— START Source extract —

Topics summary saved to C:/Users/adrco/Final_Project-env/Datasets/topics_summary.txt


### Mapping Numeric Topics to Descriptive Labels

To enhance interpretability of the dominant topics in our dataset, we will map the numeric topic identifiers to descriptive labels. This step transforms the abstract topic numbers into meaningful labels that reflect the primary theme or subject matter of each topic, facilitating easier analysis and communication of the results.


### Determination of Topic Names

The names assigned to each topic were derived from analyzing the top representative words identified by the Latent Dirichlet Allocation (LDA) model. These names are intended to capture the essence of the themes or subject matters that are prevalent within each topic, based on the clustering of similar words. Here is how we labeled each topic from 1 to 15, with a brief description of their focus areas:

- **Topic 1 - Banking and Legal Aspects**: Focuses on banks, legal claims, and regulatory statements in the crypto space.
- **Topic 2 - Bitcoin Mining**: Covers aspects of Bitcoin mining, including miner activity and transaction details.
- **Topic 3 - Business and Taxation**: Related to business operations, taxation, and public sector involvement in crypto.
- **Topic 4 - Investment and Digital Assets**: Discusses company investments in digital assets, including asset management and services.
- **Topic 5 - Market Dynamics**: Captures short-term market movements, including daily price changes and trading volume.
- **Topic 6 - Economic Indicators**: Concerns with macroeconomic indicators like inflation rates and federal reserve policies.
- **Topic 7 - Technical Analysis**: Deals with technical analysis indicators like support/resistance levels and price trends.
- **Topic 8 - Government and Security**: Focuses on government actions, security issues, and regulatory responses to crypto.
- **Topic 9 - Market Capitalization and Trading**: Involves market cap, trading volumes, and price predictions for cryptocurrencies.
- **Topic 10 - Exchanges and Crises**: Pertains to crypto exchanges, notable crises like the FTX collapse, and their implications.

— END Source extract —
— START Material shown —

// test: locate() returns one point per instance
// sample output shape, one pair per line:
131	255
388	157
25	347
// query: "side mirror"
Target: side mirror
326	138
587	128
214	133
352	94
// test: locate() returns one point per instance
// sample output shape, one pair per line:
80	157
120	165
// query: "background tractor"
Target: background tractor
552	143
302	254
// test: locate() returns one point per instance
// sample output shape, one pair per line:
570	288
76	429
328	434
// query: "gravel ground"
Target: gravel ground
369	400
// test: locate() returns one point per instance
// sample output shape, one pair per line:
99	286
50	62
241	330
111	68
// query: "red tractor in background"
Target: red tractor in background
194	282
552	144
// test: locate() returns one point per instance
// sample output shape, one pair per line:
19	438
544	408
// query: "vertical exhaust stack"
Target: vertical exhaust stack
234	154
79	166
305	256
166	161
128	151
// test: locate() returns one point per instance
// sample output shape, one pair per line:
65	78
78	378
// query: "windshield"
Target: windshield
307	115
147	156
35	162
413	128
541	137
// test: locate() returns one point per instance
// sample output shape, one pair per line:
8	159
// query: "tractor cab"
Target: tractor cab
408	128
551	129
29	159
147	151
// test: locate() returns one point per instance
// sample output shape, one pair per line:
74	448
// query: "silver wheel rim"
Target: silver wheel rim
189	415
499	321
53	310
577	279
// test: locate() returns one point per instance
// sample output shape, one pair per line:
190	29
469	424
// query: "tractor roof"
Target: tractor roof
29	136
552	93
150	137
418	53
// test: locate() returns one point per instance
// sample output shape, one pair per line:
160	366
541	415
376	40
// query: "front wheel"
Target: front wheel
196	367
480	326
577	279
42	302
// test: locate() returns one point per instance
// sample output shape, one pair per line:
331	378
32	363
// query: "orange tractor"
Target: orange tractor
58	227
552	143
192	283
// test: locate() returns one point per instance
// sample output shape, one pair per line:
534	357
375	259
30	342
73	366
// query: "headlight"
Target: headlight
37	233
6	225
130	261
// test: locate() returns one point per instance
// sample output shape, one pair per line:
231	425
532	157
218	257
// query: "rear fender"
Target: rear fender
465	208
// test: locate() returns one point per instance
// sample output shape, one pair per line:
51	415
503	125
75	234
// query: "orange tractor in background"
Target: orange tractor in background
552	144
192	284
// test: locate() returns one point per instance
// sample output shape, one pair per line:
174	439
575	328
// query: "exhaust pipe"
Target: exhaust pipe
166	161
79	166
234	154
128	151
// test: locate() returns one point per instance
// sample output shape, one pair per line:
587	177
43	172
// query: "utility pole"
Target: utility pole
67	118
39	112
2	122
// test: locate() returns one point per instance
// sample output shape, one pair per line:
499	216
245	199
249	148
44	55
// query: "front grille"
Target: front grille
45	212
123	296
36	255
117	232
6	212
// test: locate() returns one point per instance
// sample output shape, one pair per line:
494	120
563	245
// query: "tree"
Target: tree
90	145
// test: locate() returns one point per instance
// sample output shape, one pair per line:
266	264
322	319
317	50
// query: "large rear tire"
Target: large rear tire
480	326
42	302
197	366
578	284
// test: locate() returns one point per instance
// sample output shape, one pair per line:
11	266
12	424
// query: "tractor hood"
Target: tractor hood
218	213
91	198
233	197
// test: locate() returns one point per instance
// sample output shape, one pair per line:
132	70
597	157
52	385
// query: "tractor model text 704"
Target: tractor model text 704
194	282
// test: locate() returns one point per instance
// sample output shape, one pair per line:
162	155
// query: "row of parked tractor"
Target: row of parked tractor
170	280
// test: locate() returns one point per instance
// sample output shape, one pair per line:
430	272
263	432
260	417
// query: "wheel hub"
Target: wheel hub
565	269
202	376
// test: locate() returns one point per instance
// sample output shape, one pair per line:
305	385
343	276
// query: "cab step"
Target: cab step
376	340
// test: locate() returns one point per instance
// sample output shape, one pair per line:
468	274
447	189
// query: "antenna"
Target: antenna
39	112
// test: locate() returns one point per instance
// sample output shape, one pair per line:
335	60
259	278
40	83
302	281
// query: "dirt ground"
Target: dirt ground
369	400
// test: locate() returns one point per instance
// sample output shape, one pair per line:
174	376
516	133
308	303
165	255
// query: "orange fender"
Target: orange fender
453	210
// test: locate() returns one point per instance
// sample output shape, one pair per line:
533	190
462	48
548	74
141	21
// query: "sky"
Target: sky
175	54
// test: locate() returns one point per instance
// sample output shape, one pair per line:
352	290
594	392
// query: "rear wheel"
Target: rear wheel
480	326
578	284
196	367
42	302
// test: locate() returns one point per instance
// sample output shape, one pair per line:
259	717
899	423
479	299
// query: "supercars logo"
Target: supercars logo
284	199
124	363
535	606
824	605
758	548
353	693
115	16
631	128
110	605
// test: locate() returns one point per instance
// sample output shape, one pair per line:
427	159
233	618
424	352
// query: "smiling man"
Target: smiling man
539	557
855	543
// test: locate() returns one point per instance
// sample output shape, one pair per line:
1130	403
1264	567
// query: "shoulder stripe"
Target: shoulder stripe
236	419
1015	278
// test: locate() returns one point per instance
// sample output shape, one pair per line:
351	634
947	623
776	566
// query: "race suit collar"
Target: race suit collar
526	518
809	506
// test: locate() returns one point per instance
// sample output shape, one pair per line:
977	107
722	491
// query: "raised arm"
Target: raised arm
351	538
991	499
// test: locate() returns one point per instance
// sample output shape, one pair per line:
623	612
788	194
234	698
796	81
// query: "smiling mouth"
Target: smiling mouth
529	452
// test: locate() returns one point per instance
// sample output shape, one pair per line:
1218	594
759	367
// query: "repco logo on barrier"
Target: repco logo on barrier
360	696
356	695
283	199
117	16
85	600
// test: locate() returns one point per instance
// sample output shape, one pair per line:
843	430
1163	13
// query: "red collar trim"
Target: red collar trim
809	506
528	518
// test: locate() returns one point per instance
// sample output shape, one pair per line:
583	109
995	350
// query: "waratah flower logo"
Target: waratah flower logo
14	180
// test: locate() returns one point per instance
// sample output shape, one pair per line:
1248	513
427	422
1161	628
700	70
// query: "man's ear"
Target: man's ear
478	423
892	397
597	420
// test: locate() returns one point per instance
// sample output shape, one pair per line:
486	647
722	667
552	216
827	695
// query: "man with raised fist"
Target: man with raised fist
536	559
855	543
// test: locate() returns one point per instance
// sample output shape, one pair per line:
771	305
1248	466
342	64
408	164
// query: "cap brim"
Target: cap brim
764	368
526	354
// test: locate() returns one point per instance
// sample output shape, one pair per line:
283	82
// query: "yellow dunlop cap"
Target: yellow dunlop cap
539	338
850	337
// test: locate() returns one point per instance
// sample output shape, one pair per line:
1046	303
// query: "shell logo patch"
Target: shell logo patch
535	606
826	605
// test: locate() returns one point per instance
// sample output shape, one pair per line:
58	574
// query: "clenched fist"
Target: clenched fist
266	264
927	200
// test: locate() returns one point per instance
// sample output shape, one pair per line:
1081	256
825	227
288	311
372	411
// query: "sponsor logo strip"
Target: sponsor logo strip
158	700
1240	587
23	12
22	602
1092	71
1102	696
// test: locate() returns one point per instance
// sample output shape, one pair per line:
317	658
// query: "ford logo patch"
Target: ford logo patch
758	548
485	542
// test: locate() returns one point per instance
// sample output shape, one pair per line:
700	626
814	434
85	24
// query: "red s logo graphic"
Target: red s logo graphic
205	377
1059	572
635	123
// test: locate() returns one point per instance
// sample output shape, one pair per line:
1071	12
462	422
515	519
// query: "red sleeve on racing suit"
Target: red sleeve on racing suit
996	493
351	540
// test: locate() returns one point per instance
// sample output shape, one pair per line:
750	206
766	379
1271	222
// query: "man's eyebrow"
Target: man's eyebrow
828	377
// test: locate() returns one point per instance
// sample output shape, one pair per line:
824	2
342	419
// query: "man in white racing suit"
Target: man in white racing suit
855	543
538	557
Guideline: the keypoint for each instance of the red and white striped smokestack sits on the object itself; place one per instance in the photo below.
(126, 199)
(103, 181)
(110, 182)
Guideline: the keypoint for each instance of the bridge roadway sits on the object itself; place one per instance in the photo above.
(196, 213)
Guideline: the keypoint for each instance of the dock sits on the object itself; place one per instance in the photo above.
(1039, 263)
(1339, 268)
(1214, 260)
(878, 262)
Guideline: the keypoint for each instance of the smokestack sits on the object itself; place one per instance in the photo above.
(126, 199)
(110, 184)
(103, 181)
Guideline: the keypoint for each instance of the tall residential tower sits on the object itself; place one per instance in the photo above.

— END Material shown —

### Required task 1
Can you reproduce the part of the topic-labeling extract starting with "To enhance interpretability" and going on through "the crypto space."?
### Required task 2
Could you condense the paragraph of the topic-labeling extract that begins "To enhance interpretability" into a short bulleted list that keeps its main facts?

### Complete response 1
To enhance interpretability of the dominant topics in our dataset, we will map the numeric topic identifiers to descriptive labels. This step transforms the abstract topic numbers into meaningful labels that reflect the primary theme or subject matter of each topic, facilitating easier analysis and communication of the results.


### Determination of Topic Names

The names assigned to each topic were derived from analyzing the top representative words identified by the Latent Dirichlet Allocation (LDA) model. These names are intended to capture the essence of the themes or subject matters that are prevalent within each topic, based on the clustering of similar words. Here is how we labeled each topic from 1 to 15, with a brief description of their focus areas:

- **Topic 1 - Banking and Legal Aspects**: Focuses on banks, legal claims, and regulatory statements in the crypto space.

### Complete response 2
- Numeric topic identifiers for the dataset's dominant topics will be mapped to descriptive labels.
- Each label reflects the topic's primary theme or subject matter.
- The labels make the results easier to analyze and communicate.